▸ **Instructions for the task**: Render the lines from the one containing "Each <instance> block" through the one containing "positive clicks: (559, 145)", inclusive, as a Markdown table with the columns Row and Line, skipping any blank lines.
Start of Supplied information
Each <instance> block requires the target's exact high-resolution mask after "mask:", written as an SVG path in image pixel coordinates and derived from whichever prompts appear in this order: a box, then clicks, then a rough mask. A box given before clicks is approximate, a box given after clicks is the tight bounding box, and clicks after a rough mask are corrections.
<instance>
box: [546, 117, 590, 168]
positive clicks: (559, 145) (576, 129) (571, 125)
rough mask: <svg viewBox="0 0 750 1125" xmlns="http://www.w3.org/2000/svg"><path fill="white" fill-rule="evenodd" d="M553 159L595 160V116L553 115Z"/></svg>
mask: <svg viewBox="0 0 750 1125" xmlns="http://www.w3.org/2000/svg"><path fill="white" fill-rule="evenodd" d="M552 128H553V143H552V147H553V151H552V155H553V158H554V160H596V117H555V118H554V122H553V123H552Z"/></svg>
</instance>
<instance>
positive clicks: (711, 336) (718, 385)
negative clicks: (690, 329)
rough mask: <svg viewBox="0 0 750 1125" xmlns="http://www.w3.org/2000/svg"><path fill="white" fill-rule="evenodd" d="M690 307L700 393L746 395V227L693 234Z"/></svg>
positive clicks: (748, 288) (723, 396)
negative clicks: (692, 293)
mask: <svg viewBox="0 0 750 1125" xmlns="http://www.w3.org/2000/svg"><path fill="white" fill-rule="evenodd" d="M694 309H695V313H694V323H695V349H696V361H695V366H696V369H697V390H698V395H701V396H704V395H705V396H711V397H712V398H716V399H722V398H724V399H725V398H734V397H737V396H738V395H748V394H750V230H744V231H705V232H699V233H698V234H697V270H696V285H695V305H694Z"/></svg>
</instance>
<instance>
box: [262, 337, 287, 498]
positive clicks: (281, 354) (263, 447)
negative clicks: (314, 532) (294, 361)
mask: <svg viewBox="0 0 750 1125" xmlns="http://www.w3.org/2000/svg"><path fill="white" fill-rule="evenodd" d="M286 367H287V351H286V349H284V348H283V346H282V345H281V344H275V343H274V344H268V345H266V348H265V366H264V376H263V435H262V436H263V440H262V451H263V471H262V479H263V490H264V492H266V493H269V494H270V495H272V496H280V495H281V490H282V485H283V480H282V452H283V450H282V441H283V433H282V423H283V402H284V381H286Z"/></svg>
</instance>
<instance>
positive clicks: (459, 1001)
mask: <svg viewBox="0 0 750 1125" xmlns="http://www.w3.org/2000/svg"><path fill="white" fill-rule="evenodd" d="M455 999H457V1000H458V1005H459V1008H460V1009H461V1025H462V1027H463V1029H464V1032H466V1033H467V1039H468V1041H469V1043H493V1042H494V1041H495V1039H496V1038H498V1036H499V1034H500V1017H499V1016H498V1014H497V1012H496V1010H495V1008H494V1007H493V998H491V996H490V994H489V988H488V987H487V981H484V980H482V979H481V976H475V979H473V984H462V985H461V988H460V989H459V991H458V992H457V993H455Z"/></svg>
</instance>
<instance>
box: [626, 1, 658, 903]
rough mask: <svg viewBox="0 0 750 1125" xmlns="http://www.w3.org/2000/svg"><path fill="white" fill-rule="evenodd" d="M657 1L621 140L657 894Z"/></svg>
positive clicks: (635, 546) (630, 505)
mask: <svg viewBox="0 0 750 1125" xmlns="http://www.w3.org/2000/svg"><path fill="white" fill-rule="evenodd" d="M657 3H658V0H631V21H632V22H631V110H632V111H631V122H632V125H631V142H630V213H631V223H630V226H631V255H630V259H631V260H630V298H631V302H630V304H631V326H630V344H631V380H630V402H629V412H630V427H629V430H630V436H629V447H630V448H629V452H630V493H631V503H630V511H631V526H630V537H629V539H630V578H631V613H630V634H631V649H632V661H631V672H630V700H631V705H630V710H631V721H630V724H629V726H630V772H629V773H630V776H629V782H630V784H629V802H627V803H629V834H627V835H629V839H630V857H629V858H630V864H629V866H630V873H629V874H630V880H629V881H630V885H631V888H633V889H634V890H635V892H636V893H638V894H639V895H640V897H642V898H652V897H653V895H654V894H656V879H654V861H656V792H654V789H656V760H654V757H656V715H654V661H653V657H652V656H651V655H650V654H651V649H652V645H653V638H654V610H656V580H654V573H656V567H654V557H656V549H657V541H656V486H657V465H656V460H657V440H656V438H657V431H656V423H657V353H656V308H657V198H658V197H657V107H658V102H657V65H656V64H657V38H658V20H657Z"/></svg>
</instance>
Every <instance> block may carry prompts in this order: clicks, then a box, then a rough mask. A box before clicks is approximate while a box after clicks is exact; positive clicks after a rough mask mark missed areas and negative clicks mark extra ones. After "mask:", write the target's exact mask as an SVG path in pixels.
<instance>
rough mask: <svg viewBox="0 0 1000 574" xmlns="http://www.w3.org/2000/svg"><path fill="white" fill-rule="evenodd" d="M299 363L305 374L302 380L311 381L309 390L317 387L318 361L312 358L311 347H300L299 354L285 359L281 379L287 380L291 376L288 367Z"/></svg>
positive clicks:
End of Supplied information
Start of Supplied information
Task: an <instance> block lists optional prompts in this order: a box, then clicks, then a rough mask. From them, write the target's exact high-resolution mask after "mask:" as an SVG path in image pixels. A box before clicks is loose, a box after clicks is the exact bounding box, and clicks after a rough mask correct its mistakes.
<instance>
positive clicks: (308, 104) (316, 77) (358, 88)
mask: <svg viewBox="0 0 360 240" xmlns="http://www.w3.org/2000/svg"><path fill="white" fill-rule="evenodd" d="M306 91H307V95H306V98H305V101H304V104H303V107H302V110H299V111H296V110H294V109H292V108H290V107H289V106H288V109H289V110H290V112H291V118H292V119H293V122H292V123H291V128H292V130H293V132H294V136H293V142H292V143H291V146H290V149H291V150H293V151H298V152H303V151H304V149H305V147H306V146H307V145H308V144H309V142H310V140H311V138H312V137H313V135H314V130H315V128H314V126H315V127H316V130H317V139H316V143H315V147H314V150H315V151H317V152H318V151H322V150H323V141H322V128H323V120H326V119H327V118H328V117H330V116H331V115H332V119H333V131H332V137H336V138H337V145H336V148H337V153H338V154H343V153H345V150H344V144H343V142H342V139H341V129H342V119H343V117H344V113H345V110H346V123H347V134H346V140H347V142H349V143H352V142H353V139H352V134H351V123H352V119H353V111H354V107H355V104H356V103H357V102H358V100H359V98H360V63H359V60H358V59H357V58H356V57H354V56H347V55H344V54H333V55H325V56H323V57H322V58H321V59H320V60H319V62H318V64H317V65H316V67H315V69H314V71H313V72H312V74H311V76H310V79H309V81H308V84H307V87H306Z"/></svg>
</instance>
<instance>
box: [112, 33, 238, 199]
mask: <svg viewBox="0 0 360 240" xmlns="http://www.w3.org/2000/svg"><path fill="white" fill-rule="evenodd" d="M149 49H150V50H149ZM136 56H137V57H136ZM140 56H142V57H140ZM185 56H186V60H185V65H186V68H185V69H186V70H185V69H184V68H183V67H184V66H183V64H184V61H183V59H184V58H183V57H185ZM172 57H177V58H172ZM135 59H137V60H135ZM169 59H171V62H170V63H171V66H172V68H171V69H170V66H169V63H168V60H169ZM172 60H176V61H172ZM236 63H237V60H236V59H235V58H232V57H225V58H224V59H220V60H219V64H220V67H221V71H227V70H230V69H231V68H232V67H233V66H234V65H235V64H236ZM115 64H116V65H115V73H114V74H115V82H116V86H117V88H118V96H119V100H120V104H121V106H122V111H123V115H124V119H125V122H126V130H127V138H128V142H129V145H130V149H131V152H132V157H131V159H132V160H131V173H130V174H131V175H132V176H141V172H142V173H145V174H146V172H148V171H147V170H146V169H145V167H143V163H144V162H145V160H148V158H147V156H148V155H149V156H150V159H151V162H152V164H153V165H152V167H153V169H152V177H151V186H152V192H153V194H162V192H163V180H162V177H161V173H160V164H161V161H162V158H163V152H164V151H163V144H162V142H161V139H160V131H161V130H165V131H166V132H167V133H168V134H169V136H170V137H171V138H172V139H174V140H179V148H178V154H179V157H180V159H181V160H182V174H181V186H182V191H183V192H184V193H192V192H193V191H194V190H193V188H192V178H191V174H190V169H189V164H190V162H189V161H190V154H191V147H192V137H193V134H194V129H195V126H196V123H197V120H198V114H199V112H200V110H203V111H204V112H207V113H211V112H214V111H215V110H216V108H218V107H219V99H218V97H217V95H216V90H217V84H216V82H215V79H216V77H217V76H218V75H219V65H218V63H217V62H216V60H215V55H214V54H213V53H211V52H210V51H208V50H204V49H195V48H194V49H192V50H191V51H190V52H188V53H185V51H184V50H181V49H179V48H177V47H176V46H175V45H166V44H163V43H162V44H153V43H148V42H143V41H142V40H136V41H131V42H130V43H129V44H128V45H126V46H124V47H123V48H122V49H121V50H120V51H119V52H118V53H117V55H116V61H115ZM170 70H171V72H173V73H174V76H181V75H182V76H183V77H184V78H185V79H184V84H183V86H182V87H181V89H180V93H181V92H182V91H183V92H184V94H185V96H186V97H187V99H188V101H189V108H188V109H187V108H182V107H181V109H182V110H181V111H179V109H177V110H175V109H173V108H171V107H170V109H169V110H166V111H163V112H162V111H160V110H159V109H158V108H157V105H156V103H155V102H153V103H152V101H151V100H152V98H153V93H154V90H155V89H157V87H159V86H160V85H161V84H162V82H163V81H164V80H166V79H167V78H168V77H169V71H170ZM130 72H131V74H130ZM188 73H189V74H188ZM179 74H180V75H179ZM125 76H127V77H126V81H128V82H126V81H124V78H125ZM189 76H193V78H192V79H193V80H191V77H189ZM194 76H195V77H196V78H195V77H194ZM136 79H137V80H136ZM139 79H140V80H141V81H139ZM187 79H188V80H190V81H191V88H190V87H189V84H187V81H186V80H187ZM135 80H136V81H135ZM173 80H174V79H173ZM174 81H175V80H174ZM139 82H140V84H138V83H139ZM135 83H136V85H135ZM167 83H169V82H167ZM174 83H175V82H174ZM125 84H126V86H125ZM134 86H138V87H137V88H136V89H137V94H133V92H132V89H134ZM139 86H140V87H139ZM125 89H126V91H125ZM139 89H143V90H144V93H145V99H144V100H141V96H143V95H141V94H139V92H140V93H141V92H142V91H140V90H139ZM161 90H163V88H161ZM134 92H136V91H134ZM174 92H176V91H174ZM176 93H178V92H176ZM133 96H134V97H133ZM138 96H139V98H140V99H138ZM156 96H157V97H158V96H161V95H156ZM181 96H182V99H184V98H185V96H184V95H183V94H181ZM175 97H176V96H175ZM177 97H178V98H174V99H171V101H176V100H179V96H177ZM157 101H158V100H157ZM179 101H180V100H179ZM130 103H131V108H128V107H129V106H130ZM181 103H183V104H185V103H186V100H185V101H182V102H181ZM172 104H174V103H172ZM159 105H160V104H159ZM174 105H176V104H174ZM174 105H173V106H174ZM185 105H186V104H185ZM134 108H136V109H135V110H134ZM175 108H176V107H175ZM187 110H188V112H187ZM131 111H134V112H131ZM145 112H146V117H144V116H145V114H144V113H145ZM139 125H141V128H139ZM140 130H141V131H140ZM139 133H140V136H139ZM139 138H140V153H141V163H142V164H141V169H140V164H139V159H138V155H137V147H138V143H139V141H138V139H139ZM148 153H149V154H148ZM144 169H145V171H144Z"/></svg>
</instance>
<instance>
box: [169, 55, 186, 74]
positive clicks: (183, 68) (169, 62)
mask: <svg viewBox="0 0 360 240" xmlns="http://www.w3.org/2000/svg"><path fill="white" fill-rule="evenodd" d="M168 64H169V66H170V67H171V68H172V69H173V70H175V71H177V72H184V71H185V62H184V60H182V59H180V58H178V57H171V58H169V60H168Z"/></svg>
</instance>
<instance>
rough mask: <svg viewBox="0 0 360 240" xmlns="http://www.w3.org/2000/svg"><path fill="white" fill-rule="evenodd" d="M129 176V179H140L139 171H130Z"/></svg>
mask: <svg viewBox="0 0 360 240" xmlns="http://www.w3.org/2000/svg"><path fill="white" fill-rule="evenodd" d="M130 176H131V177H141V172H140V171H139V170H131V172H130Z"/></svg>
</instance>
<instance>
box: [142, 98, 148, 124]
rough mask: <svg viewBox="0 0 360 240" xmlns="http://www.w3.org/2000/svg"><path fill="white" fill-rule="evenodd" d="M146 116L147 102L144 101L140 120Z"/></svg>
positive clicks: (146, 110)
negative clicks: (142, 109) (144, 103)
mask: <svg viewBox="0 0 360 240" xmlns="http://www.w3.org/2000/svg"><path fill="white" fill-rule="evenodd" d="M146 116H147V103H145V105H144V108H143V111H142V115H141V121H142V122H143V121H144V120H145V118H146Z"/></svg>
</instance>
End of Supplied information
Start of Supplied information
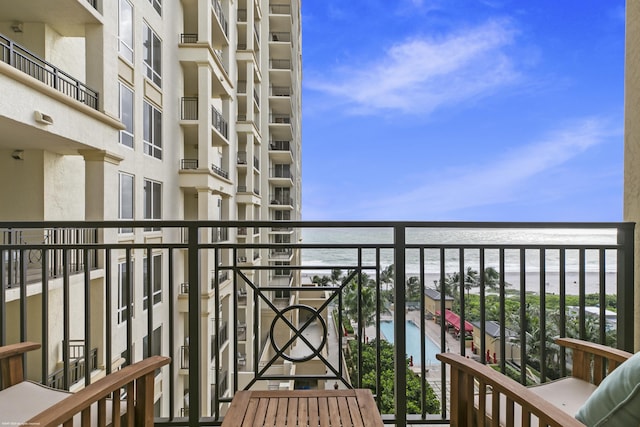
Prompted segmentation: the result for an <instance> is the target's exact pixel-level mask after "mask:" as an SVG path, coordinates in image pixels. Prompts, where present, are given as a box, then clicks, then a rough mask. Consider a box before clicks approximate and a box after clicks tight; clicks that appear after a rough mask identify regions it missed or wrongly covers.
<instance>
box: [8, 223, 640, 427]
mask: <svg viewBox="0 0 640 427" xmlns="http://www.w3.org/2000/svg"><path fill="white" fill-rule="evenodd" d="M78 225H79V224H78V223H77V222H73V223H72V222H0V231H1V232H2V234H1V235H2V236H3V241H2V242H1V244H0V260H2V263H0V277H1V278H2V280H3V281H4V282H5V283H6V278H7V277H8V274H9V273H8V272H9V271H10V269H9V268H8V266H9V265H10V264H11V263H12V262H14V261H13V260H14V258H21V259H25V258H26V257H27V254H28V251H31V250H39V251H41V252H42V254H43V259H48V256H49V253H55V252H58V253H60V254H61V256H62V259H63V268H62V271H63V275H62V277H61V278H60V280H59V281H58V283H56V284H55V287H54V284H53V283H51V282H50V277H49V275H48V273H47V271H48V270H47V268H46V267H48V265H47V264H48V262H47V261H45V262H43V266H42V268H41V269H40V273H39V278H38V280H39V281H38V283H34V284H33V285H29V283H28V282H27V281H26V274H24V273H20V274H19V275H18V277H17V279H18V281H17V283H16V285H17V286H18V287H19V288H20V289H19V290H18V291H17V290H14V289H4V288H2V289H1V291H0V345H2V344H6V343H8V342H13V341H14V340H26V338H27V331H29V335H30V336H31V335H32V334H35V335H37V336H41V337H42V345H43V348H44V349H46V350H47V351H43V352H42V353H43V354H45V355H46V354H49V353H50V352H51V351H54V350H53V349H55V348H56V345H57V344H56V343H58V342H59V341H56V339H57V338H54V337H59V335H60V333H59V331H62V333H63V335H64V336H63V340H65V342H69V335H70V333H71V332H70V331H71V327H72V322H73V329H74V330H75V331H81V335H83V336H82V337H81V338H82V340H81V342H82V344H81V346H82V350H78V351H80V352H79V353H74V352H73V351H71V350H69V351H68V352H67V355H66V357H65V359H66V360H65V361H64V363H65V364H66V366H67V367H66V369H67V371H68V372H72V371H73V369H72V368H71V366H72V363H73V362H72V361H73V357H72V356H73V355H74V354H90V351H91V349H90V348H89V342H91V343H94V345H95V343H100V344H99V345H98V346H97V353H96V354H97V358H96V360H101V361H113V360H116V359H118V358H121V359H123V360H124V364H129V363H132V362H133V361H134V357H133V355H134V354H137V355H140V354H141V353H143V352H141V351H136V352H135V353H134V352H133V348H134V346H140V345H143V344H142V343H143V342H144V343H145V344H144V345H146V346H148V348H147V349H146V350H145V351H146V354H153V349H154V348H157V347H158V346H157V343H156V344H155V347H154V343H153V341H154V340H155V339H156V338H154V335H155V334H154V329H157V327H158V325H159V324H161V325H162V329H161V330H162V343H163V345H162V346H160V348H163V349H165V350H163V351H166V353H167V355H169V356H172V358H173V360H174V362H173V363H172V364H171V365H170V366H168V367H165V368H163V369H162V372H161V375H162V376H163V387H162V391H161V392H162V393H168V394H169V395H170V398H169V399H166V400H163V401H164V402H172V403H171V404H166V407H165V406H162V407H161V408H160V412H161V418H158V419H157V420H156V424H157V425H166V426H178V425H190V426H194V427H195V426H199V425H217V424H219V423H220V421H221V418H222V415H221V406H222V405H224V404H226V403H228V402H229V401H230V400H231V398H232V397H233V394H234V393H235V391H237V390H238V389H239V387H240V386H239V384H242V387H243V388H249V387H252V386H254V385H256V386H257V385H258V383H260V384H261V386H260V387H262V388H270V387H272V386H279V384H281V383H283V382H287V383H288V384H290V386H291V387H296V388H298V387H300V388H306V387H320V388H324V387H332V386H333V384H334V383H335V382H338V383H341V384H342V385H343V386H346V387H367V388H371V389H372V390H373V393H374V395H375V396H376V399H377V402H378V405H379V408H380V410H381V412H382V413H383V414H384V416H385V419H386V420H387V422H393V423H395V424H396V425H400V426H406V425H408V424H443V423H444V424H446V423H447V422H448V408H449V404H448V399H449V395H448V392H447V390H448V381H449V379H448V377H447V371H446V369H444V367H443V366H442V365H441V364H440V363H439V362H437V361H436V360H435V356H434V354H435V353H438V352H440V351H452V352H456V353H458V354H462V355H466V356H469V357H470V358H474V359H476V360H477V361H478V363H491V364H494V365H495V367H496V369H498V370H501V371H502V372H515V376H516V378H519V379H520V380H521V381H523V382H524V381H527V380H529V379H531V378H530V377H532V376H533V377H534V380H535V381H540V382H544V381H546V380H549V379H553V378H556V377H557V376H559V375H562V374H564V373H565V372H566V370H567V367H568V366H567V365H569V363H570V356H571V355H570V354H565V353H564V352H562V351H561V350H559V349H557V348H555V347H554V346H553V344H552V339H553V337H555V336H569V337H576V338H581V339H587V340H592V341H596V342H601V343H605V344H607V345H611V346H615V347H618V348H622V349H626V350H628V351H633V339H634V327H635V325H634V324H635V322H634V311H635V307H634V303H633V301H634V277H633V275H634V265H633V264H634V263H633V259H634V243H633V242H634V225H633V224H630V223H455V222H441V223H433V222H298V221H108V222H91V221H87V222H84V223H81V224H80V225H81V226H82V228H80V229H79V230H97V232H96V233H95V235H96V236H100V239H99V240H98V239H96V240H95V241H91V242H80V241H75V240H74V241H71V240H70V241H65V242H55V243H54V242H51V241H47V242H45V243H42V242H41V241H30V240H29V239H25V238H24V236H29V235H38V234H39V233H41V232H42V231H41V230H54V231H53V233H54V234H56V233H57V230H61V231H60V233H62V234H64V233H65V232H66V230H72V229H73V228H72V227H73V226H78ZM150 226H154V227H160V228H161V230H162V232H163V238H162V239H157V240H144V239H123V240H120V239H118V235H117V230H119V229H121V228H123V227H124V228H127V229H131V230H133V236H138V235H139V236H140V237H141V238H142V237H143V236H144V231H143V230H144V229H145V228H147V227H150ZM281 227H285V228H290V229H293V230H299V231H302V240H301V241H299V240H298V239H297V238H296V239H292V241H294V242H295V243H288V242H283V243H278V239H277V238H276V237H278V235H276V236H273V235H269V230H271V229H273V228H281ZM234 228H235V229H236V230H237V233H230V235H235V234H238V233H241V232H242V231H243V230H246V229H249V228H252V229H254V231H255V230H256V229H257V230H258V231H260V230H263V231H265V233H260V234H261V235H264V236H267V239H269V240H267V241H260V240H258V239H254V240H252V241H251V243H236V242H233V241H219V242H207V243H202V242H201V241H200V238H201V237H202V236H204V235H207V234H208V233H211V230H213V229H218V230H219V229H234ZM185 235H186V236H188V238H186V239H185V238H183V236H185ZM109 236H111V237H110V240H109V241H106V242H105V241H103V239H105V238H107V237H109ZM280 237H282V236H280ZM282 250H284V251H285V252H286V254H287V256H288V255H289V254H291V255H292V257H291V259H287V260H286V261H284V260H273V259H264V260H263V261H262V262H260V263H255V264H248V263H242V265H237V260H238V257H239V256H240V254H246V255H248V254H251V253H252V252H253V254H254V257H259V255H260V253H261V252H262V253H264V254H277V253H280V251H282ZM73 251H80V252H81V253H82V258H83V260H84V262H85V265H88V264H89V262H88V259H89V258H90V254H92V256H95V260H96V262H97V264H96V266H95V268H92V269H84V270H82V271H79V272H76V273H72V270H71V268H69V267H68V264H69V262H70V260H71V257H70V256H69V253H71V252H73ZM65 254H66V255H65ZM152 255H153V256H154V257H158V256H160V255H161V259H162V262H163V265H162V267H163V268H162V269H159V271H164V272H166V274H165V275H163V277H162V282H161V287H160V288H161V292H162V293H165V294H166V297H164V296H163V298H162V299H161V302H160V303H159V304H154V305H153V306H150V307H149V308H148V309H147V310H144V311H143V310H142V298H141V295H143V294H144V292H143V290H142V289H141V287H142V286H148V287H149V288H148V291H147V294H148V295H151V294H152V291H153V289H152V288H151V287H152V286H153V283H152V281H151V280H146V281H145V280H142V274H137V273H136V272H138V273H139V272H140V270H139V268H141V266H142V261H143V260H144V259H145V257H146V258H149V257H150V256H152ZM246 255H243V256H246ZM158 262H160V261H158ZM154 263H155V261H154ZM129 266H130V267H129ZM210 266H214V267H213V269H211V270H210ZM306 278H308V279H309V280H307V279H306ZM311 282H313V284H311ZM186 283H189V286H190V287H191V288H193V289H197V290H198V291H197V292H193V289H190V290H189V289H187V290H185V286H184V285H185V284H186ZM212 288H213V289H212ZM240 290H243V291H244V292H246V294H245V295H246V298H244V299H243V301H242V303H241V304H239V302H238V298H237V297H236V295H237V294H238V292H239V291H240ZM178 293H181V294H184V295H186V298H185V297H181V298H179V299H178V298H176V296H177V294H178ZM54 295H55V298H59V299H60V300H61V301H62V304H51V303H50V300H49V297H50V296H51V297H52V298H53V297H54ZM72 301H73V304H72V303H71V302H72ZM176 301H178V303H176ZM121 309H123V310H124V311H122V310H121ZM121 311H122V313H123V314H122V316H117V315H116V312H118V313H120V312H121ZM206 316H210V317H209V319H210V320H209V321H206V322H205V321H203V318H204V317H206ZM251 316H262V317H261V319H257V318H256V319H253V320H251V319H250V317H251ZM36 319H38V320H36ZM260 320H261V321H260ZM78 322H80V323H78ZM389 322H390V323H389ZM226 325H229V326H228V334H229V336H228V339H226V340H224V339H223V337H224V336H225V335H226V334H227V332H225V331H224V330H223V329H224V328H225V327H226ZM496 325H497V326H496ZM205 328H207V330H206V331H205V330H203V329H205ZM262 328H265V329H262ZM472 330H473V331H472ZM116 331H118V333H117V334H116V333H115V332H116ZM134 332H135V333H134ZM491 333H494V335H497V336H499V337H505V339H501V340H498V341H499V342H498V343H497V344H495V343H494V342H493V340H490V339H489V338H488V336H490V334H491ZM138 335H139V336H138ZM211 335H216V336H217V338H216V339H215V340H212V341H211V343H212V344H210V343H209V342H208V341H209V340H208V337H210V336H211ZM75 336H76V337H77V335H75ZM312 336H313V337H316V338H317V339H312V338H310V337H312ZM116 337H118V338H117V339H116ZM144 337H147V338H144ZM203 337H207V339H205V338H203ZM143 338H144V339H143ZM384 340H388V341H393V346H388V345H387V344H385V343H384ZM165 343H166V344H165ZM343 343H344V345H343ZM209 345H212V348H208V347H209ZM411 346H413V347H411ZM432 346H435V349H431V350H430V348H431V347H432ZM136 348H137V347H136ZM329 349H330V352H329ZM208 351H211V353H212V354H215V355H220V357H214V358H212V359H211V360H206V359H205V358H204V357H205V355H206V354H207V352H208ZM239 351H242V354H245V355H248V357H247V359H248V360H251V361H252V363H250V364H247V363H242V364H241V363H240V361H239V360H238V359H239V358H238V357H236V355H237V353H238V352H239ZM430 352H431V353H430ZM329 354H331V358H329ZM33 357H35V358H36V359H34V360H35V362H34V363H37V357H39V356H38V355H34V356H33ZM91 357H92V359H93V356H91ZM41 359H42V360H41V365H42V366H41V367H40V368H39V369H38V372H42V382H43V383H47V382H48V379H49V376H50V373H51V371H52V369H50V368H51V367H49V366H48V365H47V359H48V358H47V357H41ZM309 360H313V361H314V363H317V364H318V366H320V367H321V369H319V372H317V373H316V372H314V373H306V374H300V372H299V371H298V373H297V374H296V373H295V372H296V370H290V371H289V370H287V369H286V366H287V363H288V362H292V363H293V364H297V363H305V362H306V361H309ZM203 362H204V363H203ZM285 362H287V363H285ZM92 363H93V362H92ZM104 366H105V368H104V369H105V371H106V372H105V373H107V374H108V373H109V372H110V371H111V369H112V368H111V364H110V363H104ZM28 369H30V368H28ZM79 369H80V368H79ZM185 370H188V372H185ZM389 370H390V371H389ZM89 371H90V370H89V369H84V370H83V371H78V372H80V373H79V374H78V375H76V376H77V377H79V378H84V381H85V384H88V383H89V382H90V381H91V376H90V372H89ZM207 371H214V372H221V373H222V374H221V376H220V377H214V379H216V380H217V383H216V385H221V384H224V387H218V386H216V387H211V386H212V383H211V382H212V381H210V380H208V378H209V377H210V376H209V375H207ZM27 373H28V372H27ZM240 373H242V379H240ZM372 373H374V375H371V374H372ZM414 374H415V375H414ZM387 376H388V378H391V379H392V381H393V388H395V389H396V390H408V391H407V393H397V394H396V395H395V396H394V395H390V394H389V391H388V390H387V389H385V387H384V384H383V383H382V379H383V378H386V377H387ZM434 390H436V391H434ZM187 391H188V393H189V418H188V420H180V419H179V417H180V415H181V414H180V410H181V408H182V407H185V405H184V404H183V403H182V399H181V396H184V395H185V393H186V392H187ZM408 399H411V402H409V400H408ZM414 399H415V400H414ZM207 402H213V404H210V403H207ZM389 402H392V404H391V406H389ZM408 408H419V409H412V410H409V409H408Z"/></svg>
End of Supplied information
▸ **Exercise solution**:
| Row | Line |
|---|---|
| 1 | Each <instance> block requires the target's exact high-resolution mask after "mask:", written as an SVG path in image pixel coordinates and derived from whichever prompts appear in this order: a box, then clicks, then a rough mask. A box given before clicks is approximate, a box given after clicks is the tight bounding box, and clicks after a rough mask are corrections. |
| 2 | <instance> |
| 3 | box: [546, 117, 590, 168] |
| 4 | positive clicks: (559, 145) (576, 129) (571, 125) |